__What the task asks__
Your answer must consist of the lines running from the one that holds "point: window -- one" to the end of the data, copied exactly.

##### Records for this exercise

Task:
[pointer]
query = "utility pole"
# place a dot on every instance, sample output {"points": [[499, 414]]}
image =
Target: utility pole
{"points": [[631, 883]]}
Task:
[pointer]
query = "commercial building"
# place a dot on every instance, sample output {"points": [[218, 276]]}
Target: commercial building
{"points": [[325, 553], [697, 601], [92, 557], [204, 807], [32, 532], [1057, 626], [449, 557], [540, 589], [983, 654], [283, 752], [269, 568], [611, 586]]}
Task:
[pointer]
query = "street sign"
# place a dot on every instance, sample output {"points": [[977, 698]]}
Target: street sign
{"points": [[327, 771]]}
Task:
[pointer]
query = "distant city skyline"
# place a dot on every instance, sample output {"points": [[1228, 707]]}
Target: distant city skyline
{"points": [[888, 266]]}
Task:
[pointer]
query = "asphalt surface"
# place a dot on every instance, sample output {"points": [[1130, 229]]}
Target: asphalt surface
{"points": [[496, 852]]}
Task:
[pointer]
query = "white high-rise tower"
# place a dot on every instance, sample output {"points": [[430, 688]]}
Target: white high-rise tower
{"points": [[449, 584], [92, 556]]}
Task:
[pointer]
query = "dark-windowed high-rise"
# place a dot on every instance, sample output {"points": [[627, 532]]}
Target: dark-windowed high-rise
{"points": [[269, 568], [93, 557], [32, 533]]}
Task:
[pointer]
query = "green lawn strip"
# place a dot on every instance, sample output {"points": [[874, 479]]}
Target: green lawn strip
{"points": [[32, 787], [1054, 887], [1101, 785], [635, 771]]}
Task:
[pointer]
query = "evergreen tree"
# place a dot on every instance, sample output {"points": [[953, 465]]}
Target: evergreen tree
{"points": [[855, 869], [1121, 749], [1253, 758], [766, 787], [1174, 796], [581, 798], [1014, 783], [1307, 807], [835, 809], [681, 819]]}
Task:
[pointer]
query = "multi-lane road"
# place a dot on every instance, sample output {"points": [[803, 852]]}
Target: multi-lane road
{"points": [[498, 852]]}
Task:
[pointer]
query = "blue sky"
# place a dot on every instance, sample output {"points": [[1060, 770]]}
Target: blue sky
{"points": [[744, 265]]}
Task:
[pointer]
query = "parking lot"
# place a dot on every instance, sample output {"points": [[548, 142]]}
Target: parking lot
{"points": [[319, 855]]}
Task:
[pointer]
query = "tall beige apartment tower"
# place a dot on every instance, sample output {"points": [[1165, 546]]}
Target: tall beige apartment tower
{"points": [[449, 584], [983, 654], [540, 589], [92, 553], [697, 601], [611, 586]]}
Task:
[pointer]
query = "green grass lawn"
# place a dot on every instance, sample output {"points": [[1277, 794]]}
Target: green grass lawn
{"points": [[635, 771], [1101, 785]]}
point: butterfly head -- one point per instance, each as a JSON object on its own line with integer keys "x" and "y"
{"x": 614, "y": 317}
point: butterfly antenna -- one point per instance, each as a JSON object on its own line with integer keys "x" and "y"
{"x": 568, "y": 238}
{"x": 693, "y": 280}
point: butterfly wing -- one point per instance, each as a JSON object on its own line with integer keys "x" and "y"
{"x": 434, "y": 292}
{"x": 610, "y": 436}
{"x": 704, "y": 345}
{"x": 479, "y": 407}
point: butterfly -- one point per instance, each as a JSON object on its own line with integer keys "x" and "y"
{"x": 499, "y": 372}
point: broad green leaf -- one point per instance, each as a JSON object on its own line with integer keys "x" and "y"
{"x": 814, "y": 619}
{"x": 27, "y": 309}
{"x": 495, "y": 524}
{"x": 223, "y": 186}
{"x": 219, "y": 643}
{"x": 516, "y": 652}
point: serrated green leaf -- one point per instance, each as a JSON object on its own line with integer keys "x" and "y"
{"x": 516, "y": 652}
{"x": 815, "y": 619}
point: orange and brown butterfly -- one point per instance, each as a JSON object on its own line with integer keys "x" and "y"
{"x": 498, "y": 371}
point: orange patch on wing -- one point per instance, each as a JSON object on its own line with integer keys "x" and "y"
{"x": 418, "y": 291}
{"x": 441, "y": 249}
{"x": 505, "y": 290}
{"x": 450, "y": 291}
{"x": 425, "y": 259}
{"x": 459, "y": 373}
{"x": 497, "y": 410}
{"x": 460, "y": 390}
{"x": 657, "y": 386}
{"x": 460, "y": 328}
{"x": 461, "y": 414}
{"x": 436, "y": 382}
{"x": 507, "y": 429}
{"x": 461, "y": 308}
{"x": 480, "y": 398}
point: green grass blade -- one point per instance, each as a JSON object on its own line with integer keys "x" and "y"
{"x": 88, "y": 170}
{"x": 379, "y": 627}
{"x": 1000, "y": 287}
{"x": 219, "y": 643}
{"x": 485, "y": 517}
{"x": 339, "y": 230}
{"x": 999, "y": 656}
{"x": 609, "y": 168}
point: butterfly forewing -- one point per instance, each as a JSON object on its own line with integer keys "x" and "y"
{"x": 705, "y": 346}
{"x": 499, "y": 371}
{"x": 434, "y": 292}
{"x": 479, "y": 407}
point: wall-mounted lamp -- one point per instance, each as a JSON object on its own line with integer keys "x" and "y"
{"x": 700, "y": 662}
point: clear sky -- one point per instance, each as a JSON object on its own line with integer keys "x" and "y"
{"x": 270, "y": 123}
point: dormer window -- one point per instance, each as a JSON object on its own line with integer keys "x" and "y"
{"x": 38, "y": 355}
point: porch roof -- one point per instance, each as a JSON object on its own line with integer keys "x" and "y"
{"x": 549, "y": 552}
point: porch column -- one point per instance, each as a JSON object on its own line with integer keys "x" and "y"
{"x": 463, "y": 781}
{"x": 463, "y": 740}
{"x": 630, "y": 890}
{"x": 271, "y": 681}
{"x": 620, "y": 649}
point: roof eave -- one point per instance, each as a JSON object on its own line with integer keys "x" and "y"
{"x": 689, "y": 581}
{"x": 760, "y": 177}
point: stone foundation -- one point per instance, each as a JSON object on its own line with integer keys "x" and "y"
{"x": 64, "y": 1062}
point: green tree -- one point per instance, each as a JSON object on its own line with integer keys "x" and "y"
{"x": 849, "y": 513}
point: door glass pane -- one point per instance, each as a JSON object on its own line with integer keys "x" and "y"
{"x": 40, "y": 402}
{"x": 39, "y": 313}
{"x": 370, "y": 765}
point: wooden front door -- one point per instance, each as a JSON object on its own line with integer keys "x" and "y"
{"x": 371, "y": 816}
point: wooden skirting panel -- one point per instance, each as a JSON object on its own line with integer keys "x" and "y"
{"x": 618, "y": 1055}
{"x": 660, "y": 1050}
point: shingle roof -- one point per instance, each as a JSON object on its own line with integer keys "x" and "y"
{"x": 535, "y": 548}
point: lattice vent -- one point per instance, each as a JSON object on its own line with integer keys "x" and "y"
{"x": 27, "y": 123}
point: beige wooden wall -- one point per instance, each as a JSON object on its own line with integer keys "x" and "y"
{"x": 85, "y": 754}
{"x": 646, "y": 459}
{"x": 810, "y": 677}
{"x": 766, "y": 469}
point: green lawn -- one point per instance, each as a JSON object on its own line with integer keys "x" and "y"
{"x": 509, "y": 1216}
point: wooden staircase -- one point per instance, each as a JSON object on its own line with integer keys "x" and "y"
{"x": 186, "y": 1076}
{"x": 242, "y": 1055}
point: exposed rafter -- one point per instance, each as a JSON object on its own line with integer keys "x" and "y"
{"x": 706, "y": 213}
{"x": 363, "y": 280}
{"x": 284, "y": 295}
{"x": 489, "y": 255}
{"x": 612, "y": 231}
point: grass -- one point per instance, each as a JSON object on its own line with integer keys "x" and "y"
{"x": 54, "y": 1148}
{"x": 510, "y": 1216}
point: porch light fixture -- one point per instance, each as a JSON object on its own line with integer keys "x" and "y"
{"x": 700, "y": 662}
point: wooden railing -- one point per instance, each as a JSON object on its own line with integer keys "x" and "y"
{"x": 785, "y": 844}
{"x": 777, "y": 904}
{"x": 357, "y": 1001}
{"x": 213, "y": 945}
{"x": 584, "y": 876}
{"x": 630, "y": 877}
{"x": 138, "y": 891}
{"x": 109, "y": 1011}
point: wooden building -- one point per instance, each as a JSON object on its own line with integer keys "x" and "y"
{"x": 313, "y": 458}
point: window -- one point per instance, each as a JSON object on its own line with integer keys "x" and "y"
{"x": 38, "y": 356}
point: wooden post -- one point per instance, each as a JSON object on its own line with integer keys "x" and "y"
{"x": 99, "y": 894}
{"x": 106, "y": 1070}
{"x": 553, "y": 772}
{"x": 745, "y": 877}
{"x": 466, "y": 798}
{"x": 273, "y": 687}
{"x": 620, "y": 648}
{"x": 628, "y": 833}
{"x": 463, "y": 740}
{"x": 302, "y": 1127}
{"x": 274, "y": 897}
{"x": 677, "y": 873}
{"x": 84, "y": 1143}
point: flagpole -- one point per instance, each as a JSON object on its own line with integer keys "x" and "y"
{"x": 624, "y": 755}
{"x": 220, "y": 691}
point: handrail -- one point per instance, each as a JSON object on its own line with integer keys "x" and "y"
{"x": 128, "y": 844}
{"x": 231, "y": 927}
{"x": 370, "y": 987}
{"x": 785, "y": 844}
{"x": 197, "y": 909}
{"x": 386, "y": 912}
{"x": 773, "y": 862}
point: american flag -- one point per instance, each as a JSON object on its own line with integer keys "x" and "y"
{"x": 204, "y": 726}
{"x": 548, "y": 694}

##########

__Answer section__
point: window -- one point per instance, each as a JSON object on its own line with integer keys "x" and "y"
{"x": 38, "y": 356}
point: wooden post -- one point per instance, each as a JSON object on its own line with integer keys "x" and "y"
{"x": 99, "y": 894}
{"x": 106, "y": 1070}
{"x": 553, "y": 772}
{"x": 745, "y": 877}
{"x": 466, "y": 798}
{"x": 273, "y": 687}
{"x": 620, "y": 648}
{"x": 628, "y": 833}
{"x": 463, "y": 740}
{"x": 302, "y": 1127}
{"x": 274, "y": 897}
{"x": 677, "y": 873}
{"x": 84, "y": 1143}
point: flagpole -- one point per instance, each as a JSON object on its own line with integer keys "x" and "y"
{"x": 624, "y": 755}
{"x": 220, "y": 691}
point: handrail -- one point per instance, each as a JSON object on its own line with integer keys "x" and "y"
{"x": 128, "y": 844}
{"x": 231, "y": 927}
{"x": 370, "y": 987}
{"x": 785, "y": 844}
{"x": 197, "y": 909}
{"x": 386, "y": 912}
{"x": 773, "y": 862}
point: american flag -- one point per instance, each as a JSON object on its own line with integer keys "x" and "y"
{"x": 204, "y": 726}
{"x": 548, "y": 694}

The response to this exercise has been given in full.